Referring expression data

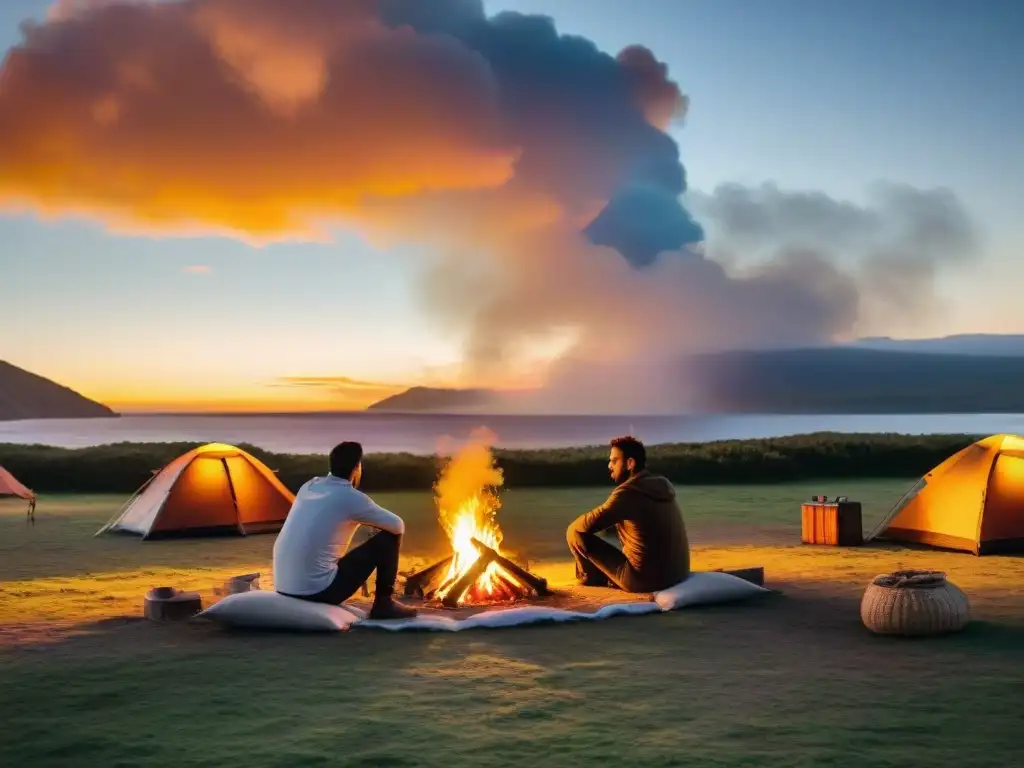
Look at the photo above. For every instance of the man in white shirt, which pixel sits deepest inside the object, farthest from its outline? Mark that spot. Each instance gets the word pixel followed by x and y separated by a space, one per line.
pixel 323 519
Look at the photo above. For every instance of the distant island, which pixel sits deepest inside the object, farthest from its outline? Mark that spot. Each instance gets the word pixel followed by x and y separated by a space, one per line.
pixel 27 395
pixel 873 376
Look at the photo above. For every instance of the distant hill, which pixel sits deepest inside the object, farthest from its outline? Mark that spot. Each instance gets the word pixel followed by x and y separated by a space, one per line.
pixel 26 395
pixel 973 344
pixel 837 380
pixel 854 380
pixel 432 398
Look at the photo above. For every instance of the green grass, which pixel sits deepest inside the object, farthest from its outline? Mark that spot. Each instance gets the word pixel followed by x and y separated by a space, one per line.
pixel 793 680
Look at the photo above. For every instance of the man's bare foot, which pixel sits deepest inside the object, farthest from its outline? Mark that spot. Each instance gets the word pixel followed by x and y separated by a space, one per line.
pixel 386 609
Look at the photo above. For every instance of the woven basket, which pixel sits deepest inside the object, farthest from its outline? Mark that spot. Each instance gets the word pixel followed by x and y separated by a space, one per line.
pixel 913 603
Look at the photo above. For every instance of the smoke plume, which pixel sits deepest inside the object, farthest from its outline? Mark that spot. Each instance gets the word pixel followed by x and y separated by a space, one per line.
pixel 538 165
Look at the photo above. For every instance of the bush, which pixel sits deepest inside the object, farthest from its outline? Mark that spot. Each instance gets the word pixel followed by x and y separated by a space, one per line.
pixel 122 468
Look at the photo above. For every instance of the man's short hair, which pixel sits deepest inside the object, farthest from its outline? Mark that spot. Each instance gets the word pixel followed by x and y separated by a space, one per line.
pixel 345 457
pixel 632 449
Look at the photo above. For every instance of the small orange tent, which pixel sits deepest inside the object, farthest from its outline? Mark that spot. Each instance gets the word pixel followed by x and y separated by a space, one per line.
pixel 973 501
pixel 213 489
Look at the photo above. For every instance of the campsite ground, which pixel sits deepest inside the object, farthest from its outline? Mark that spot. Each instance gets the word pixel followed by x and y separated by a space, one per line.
pixel 793 679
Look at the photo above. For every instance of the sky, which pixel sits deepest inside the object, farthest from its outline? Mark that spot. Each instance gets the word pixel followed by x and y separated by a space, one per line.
pixel 822 96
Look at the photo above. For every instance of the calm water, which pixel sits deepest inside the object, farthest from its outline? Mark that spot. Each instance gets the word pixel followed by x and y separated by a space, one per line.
pixel 424 433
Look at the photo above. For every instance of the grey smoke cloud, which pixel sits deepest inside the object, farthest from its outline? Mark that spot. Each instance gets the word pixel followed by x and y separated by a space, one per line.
pixel 539 165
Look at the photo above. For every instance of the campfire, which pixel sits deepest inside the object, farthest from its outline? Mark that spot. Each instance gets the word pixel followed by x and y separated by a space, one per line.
pixel 476 572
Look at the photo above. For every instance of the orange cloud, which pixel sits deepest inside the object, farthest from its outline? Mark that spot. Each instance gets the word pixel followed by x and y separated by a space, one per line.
pixel 257 117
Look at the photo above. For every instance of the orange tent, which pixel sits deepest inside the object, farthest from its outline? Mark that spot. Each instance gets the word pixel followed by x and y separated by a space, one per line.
pixel 9 485
pixel 973 501
pixel 213 489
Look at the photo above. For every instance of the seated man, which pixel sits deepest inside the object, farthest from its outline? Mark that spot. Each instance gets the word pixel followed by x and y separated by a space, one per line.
pixel 643 510
pixel 323 519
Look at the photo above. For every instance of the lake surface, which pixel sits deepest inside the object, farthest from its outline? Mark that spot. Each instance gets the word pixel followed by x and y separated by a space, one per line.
pixel 303 433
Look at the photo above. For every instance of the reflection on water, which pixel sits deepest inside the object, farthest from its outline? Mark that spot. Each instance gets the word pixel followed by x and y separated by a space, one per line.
pixel 421 433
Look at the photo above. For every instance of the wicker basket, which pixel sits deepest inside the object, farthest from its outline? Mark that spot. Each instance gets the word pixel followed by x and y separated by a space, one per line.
pixel 913 603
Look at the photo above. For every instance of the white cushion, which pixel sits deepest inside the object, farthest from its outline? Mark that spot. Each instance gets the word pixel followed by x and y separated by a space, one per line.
pixel 267 609
pixel 705 588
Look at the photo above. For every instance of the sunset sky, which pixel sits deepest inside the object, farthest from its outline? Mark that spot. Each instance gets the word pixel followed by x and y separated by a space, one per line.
pixel 813 96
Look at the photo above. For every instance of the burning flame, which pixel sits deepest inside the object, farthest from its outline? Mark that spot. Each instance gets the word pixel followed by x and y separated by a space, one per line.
pixel 467 505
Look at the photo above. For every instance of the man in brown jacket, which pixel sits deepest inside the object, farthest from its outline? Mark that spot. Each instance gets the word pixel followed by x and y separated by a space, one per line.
pixel 655 553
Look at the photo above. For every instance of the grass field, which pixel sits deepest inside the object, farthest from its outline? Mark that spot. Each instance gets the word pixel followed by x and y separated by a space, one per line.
pixel 791 680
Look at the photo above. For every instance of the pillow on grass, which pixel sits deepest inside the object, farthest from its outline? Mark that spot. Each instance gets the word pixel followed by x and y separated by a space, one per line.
pixel 707 588
pixel 268 610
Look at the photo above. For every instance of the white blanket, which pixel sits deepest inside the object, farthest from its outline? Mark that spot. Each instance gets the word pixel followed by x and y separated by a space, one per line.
pixel 267 609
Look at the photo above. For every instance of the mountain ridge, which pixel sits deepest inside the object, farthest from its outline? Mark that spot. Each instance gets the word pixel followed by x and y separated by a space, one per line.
pixel 28 395
pixel 879 376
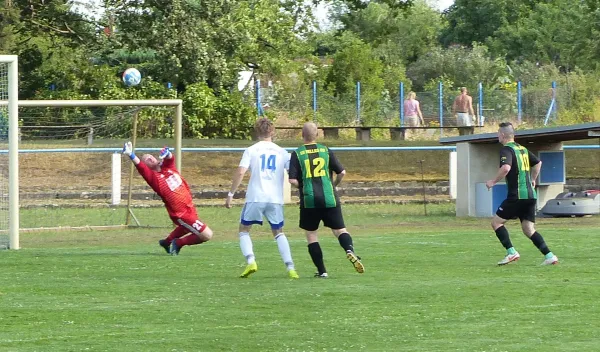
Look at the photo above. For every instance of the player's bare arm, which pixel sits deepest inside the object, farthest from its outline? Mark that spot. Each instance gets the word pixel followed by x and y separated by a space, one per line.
pixel 128 150
pixel 535 172
pixel 338 178
pixel 238 176
pixel 471 111
pixel 500 175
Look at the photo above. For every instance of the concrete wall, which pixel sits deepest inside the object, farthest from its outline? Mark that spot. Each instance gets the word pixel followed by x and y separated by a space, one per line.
pixel 547 192
pixel 480 162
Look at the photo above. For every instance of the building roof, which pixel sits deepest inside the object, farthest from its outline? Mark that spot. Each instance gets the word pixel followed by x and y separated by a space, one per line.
pixel 549 134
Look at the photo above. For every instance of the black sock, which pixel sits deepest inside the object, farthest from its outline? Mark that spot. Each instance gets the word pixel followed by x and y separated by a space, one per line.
pixel 539 242
pixel 346 242
pixel 502 234
pixel 314 249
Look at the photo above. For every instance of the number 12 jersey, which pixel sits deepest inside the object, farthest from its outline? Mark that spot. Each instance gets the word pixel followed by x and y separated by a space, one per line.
pixel 518 179
pixel 313 166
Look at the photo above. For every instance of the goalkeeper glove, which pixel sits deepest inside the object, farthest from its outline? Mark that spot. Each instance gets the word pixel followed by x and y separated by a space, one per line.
pixel 164 153
pixel 128 150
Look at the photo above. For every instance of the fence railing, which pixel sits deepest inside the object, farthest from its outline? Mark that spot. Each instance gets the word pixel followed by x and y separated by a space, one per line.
pixel 516 103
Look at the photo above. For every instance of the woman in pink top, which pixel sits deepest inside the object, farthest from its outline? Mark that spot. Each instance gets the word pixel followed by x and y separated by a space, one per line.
pixel 412 111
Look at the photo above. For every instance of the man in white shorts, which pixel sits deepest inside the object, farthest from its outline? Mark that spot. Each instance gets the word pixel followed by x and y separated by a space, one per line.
pixel 463 105
pixel 267 163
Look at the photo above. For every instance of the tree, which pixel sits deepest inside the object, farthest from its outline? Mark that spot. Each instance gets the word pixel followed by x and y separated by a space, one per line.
pixel 472 21
pixel 461 65
pixel 208 41
pixel 398 36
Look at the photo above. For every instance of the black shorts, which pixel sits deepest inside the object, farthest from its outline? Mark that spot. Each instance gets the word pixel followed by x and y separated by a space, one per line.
pixel 523 209
pixel 310 218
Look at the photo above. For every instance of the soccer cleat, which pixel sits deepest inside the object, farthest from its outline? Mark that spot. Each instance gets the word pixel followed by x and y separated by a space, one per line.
pixel 166 245
pixel 293 274
pixel 550 261
pixel 509 258
pixel 250 269
pixel 174 248
pixel 358 265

■ **Aim of the task**
What are the lines from the one with "Look at the photo above. For every instance of the fence" through the end of the entries? Give them again exactly, both end lines included.

■ **Solution for this task**
Look at the photo above. For every instance of the fence railing, which pixel sits deepest inside the object, farthest from its outline? Mark that spot. Each instance gets the word pixel followed by x and y separated by a space, one per line.
pixel 516 103
Look at the photo above. For every instance of the woman in pink top, which pixel sits deepest inside the object, farthest from its outline? Mark that spot. Each instance gets the word pixel followed by x and y separated by a space, one per line.
pixel 412 111
Look at the photo above. For every instance of the man in white shorts, which pixel sits deepest inside the object, farthest from its outline? Mark that spot. Each instance gets the word pixel followed by x and y separated by a space, one per line.
pixel 463 105
pixel 267 163
Look at the photo above. For every instance of the tree, which pixel sits deepest inside the object, farthest from its outline? Mark that spot. Each instance gets the word pixel followed by x and y separated by a space, one per line.
pixel 472 21
pixel 461 65
pixel 208 41
pixel 398 36
Look at the photo above. For every instance of the black shorts, which pixel sits deepest inside the object, farthest from its outline? Mark that spot. Each instance gets the word pixel followed by x and y separated by a space, one per line.
pixel 523 209
pixel 310 218
Look at the photo above. For every instance of the soccer cleat, which pixel sits deepest inside the object, farthest from its outline? Mark that spot. Each instance gets the word pixel followed by x and y separated by a space, one per line.
pixel 166 245
pixel 293 274
pixel 550 261
pixel 509 258
pixel 250 269
pixel 174 248
pixel 358 265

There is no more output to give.